Text section
- Genre: Special
- Directed by: Frances Buss; Fred Rickey;
- Country of origin: United States
- Original language: English

Production
- Executive producer: Fred Rickey
- Production locations: New York City, NY
- Running time: 60 minutes

Original release
- Network: CBS
- Release: June 25, 1951

= Premiere (TV program) =

First commercial color television program

Premiere is the first commercially sponsored television program to be broadcast in color. The program was a variety show which aired as a special presentation on June 25, 1951, on a five-city network hook-up of Columbia Broadcasting System (CBS) television stations. Its airing was an initial step in CBS's brief and unsuccessful campaign to gain public acceptance of its field-sequential method of color broadcasting, which had recently been approved by the Federal Communications Commission (FCC) as the first commercial color television broadcasting standard for the United States.

==Competition for a U.S. color broadcasting standard==
CBS's field-sequential color broadcasting system was an electro-mechanical system. It transmitted monochrome images electronically, and color was then added mechanically by placing a rapidly spinning (1440 r.p.m.) transparent tricolor disk in front of the television screen. This spinning Red-Green-Blue disk, when synchronized with a corresponding spinning disk in a color television camera, created the impression of full color. A major downside to the CBS system was that the video images being transmitted were not "compatible" with current monochrome television sets, meaning that unless these sets were modified they would render these video transmissions as meaningless lines and squiggles (with the very rare exception of some sets which would produce four small black-and-white images, one in each corner of the screen.)

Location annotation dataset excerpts
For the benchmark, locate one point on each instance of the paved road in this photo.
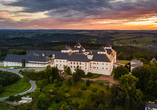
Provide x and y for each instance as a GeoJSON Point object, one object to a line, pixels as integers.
{"type": "Point", "coordinates": [33, 85]}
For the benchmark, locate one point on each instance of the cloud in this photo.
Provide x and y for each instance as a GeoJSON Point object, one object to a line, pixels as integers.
{"type": "Point", "coordinates": [89, 9]}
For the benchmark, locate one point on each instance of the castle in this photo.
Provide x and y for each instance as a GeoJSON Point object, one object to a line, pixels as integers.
{"type": "Point", "coordinates": [96, 61]}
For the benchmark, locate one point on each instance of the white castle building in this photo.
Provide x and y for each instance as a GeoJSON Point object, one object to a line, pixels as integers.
{"type": "Point", "coordinates": [96, 61]}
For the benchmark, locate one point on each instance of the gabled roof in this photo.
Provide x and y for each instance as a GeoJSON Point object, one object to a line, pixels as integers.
{"type": "Point", "coordinates": [153, 60]}
{"type": "Point", "coordinates": [78, 57]}
{"type": "Point", "coordinates": [107, 45]}
{"type": "Point", "coordinates": [102, 49]}
{"type": "Point", "coordinates": [100, 57]}
{"type": "Point", "coordinates": [32, 54]}
{"type": "Point", "coordinates": [15, 58]}
{"type": "Point", "coordinates": [151, 105]}
{"type": "Point", "coordinates": [136, 61]}
{"type": "Point", "coordinates": [90, 53]}
{"type": "Point", "coordinates": [18, 58]}
{"type": "Point", "coordinates": [65, 48]}
{"type": "Point", "coordinates": [78, 44]}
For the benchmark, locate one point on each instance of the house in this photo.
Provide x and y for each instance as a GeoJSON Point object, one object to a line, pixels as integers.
{"type": "Point", "coordinates": [96, 61]}
{"type": "Point", "coordinates": [135, 63]}
{"type": "Point", "coordinates": [150, 106]}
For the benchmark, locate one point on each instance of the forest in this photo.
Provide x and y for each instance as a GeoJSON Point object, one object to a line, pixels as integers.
{"type": "Point", "coordinates": [7, 78]}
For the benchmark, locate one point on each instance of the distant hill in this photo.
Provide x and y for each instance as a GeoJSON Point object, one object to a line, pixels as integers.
{"type": "Point", "coordinates": [73, 37]}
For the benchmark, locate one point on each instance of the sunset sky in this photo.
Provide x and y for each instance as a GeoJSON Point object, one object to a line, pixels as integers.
{"type": "Point", "coordinates": [79, 14]}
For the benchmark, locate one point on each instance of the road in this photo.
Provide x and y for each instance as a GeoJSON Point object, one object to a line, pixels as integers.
{"type": "Point", "coordinates": [33, 85]}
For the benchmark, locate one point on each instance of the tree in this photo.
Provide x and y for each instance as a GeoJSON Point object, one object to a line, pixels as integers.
{"type": "Point", "coordinates": [121, 56]}
{"type": "Point", "coordinates": [52, 73]}
{"type": "Point", "coordinates": [43, 102]}
{"type": "Point", "coordinates": [128, 86]}
{"type": "Point", "coordinates": [126, 92]}
{"type": "Point", "coordinates": [77, 75]}
{"type": "Point", "coordinates": [23, 63]}
{"type": "Point", "coordinates": [147, 78]}
{"type": "Point", "coordinates": [88, 83]}
{"type": "Point", "coordinates": [69, 81]}
{"type": "Point", "coordinates": [119, 71]}
{"type": "Point", "coordinates": [50, 56]}
{"type": "Point", "coordinates": [11, 98]}
{"type": "Point", "coordinates": [127, 103]}
{"type": "Point", "coordinates": [68, 71]}
{"type": "Point", "coordinates": [143, 60]}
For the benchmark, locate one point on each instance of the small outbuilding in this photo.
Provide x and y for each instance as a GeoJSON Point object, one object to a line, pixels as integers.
{"type": "Point", "coordinates": [135, 63]}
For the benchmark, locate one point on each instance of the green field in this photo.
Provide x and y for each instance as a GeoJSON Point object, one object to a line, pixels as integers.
{"type": "Point", "coordinates": [123, 62]}
{"type": "Point", "coordinates": [103, 80]}
{"type": "Point", "coordinates": [93, 76]}
{"type": "Point", "coordinates": [16, 88]}
{"type": "Point", "coordinates": [140, 41]}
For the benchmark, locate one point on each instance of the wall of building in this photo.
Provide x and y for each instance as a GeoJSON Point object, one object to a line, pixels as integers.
{"type": "Point", "coordinates": [12, 63]}
{"type": "Point", "coordinates": [60, 63]}
{"type": "Point", "coordinates": [99, 67]}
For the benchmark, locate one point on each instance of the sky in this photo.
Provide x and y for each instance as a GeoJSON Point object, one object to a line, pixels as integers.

Tasks
**a.** In the article on the Premiere television program, rewrite the paragraph beginning "CBS's field-sequential color broadcasting system" as a shorter bulleted list that keeps its main facts.
**b.** Reproduce the passage of the article on the Premiere television program from "First commercial color television program" up to and including "the United States.", substituting "revue" for "variety show".
**c.** Write the next part of the article on the Premiere television program, starting from its final sentence.

Answers to each task
**a.**
- CBS's field-sequential color system was electro-mechanical.
- Monochrome images were transmitted electronically, and color was added by a transparent tricolor disk spinning at 1440 r.p.m. in front of the television screen.
- Synchronized with a matching spinning disk in a color camera, this Red-Green-Blue disk gave the impression of full color.
- Its major drawback was incompatibility with existing monochrome sets. Unless modified, these sets showed the transmissions as meaningless lines and squiggles, though a very few produced four small black-and-white images, one in each corner of the screen.

**b.**
First commercial color television program

Premiere is the first commercially sponsored television program to be broadcast in color. The program was a revue which aired as a special presentation on June 25, 1951, on a five-city network hook-up of Columbia Broadcasting System (CBS) television stations. Its airing was an initial step in CBS's brief and unsuccessful campaign to gain public acceptance of its field-sequential method of color broadcasting, which had recently been approved by the Federal Communications Commission (FCC) as the first commercial color television broadcasting standard for the United States.

**c.**
During the past decade an often contentious competition had taken place to obtain official approval from the FCC for a U.S. color broadcasting method which would meet the FCC's criteria for cost, quality, and convenience. The primary challenger to CBS's system was an all-electronic color system employing a dot-sequential method which was being developed by the Radio Corporation of America (RCA), the parent company of the National Broadcasting Company (NBC). The RCA system had a distinct advantage in that it was compatible, meaning that current black-and-white televisions could receive a monochrome picture without any adjustments or modifications. However the color image produced on RCA's tricolor picture tubes had repeatedly been found unsatisfactory by the FCC.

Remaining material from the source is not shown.